Headlines
There will be no healthy economy on an unhealthy planet. Environmental deterioration is contributing to climate change, biodiversity loss and the emergence of new diseases. Forests and trees can play crucial roles in addressing these crises and moving towards sustainable economies.
Three interrelated pathways involving forests and trees can support economic and environmental recovery. These are (1) halting deforestation and maintaining forests; (2) restoring degraded lands and expanding agroforestry; and (3) sustainably using forests and building green value chains.
The world will need more renewable materials because of a growing population and the need to reduce environmental impacts. The forest sector can and must drive a transition to the more efficient and circular use of biomaterials with higher value added.
Forest and farm producers need more incentive to scale up green recovery. They must derive substantial tangible benefits from restoring and sustainably managing forest and tree resources.

**SUPPLIED ENTRIES**
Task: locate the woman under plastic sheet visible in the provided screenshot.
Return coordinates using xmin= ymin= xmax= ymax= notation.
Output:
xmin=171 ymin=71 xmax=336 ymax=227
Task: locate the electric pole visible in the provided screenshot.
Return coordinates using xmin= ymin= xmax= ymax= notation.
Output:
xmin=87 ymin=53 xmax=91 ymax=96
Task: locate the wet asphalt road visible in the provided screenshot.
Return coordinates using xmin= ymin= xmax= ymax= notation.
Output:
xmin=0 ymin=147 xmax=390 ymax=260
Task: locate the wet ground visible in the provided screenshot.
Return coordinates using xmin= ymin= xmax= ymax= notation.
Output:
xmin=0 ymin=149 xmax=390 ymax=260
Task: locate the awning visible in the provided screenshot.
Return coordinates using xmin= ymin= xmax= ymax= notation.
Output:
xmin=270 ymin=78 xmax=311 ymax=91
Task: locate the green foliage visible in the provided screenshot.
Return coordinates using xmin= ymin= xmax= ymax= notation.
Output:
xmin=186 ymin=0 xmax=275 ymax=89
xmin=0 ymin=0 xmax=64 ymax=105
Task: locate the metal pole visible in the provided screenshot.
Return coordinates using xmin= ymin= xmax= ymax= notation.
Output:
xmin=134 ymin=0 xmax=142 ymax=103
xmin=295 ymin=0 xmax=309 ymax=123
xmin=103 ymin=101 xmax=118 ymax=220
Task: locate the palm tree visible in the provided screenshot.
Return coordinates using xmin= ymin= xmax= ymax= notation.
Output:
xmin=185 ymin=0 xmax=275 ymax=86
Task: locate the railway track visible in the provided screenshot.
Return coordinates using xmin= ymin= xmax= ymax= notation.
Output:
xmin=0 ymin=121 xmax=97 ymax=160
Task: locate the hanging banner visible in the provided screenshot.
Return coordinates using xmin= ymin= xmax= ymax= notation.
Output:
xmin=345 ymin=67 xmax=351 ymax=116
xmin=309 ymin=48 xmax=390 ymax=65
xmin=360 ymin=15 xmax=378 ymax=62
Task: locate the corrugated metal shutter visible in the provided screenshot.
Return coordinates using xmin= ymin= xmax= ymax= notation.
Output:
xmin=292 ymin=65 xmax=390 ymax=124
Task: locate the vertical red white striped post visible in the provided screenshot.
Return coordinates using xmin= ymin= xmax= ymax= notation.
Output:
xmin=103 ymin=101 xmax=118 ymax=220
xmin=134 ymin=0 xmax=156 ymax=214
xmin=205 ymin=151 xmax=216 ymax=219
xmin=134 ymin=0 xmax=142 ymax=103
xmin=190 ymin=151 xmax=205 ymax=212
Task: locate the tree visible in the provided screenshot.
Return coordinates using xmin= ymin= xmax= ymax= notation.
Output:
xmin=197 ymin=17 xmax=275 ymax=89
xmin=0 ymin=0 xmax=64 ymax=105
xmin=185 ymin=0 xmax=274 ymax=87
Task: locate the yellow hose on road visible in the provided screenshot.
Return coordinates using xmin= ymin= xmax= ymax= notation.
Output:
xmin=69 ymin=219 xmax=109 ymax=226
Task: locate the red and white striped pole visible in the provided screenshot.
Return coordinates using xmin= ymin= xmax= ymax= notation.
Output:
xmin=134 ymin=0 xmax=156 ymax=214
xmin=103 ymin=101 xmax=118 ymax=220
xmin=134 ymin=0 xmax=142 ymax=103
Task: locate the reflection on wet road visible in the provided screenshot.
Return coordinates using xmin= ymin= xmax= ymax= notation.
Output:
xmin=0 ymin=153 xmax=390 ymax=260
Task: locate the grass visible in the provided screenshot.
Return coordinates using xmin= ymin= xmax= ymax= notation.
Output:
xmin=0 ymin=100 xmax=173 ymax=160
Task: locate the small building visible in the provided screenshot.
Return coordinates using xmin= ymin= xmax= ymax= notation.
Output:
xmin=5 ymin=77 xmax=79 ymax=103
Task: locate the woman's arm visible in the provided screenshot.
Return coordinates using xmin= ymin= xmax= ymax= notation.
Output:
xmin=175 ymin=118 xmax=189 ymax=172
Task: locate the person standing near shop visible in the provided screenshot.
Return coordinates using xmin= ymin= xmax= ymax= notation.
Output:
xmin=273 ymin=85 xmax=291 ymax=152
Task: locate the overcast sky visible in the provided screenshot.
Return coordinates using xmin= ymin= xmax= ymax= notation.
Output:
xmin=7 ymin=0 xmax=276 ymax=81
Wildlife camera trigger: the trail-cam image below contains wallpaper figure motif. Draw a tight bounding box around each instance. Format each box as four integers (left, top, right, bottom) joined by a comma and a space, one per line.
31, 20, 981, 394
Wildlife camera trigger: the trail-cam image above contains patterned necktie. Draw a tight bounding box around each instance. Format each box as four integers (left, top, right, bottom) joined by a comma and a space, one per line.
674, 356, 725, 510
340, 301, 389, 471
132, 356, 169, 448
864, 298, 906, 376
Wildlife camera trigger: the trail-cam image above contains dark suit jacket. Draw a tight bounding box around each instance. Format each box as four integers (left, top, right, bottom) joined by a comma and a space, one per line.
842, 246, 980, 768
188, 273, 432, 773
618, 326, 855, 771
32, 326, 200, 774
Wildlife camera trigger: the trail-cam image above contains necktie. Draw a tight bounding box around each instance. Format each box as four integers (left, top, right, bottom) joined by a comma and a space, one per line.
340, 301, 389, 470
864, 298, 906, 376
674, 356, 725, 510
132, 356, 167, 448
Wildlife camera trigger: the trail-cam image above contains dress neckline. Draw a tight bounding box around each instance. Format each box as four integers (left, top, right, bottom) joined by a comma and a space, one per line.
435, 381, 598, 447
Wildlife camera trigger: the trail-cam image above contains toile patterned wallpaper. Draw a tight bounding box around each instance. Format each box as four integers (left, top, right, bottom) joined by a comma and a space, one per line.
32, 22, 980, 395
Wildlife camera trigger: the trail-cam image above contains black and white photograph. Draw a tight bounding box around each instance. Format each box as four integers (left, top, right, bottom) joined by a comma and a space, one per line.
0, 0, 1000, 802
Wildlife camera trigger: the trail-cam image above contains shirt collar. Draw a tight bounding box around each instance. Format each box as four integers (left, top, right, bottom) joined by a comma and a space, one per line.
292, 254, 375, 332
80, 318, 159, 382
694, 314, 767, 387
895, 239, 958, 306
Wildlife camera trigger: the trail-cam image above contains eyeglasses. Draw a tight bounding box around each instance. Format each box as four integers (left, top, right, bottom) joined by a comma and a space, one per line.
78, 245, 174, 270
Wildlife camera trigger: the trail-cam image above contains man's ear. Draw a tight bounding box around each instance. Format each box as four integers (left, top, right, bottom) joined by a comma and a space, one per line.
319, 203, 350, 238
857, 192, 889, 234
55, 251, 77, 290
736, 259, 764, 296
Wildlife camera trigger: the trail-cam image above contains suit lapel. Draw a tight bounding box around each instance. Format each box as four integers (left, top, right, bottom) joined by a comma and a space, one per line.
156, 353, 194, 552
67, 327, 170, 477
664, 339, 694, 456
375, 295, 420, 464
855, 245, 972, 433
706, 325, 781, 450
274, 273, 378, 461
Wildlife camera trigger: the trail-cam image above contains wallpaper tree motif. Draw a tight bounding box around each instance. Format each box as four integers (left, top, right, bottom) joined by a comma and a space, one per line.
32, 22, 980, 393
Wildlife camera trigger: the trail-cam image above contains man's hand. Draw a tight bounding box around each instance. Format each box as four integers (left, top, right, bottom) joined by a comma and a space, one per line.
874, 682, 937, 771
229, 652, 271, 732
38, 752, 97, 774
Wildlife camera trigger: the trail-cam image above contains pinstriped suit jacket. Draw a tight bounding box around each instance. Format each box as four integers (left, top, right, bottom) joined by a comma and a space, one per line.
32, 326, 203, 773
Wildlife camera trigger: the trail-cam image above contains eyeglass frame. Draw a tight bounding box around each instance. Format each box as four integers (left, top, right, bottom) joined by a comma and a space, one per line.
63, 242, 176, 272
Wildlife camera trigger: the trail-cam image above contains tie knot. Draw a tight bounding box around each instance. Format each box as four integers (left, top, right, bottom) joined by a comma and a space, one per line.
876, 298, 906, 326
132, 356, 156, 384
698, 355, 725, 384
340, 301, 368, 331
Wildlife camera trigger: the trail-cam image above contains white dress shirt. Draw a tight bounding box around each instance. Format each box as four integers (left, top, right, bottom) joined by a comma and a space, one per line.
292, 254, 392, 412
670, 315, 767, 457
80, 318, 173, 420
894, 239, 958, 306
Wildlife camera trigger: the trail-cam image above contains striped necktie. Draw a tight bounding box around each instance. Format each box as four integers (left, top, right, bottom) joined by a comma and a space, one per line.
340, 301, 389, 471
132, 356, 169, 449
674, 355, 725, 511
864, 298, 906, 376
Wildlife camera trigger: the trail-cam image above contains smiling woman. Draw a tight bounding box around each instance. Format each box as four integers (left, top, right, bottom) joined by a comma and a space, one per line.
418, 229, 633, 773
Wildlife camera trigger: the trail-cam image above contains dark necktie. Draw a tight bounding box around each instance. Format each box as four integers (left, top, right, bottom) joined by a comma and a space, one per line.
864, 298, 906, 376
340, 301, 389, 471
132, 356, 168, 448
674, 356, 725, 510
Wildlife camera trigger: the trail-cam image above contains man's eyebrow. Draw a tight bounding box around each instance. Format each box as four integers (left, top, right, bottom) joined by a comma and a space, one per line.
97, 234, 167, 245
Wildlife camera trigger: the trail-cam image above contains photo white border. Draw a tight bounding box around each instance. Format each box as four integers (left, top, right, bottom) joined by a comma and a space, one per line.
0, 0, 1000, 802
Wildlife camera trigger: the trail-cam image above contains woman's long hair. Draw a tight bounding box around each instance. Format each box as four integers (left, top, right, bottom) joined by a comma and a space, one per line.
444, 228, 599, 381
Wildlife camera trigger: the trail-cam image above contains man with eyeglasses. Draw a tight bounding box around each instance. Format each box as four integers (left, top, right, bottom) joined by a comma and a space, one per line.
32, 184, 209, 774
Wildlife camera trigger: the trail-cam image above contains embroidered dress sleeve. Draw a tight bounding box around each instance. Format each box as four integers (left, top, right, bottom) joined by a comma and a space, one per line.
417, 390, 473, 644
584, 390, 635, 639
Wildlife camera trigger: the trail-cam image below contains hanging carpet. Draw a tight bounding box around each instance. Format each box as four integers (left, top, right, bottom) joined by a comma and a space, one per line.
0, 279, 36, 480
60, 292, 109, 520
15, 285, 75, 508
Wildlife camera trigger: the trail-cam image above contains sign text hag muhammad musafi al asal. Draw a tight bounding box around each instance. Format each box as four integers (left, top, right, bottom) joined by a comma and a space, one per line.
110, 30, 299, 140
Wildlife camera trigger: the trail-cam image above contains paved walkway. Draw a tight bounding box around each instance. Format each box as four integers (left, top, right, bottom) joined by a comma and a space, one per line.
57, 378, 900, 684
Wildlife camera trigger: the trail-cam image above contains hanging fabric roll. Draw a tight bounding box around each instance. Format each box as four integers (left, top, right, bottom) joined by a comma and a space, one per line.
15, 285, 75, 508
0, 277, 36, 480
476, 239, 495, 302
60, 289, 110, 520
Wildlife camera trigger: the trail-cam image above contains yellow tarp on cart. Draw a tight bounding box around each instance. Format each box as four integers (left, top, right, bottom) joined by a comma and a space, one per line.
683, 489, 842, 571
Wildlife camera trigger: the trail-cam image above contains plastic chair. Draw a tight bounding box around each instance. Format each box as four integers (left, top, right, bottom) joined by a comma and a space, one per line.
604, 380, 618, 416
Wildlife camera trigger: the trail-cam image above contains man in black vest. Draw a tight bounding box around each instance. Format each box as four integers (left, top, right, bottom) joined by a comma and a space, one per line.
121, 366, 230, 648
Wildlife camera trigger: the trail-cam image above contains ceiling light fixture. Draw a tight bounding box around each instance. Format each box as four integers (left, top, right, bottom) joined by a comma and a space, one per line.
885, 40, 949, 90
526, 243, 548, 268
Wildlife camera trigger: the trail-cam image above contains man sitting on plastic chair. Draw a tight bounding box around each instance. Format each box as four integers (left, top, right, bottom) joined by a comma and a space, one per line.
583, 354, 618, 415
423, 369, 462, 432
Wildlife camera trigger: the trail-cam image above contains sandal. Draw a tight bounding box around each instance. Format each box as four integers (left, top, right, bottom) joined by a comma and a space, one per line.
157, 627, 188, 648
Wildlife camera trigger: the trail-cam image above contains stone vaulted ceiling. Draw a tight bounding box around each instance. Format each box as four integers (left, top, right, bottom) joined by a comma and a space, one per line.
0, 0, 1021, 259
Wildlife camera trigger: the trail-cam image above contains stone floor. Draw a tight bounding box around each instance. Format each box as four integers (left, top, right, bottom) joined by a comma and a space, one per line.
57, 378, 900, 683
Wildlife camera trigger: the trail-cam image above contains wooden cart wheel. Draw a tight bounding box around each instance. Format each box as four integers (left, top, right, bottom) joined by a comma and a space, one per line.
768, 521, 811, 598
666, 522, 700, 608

**TASKS TO PERFORM**
**a)** What reasons do the forest headlines give for the world needing more renewable materials?
**b)** List the three pathways involving forests and trees that the forest headlines say can support economic and environmental recovery.
The records can be left aside here.

**TASK-BY-TASK SOLUTIONS**
**a)** A growing population and the need to reduce environmental impacts.

**b)**
1. Halting deforestation and maintaining forests
2. Restoring degraded lands and expanding agroforestry
3. Sustainably using forests and building green value chains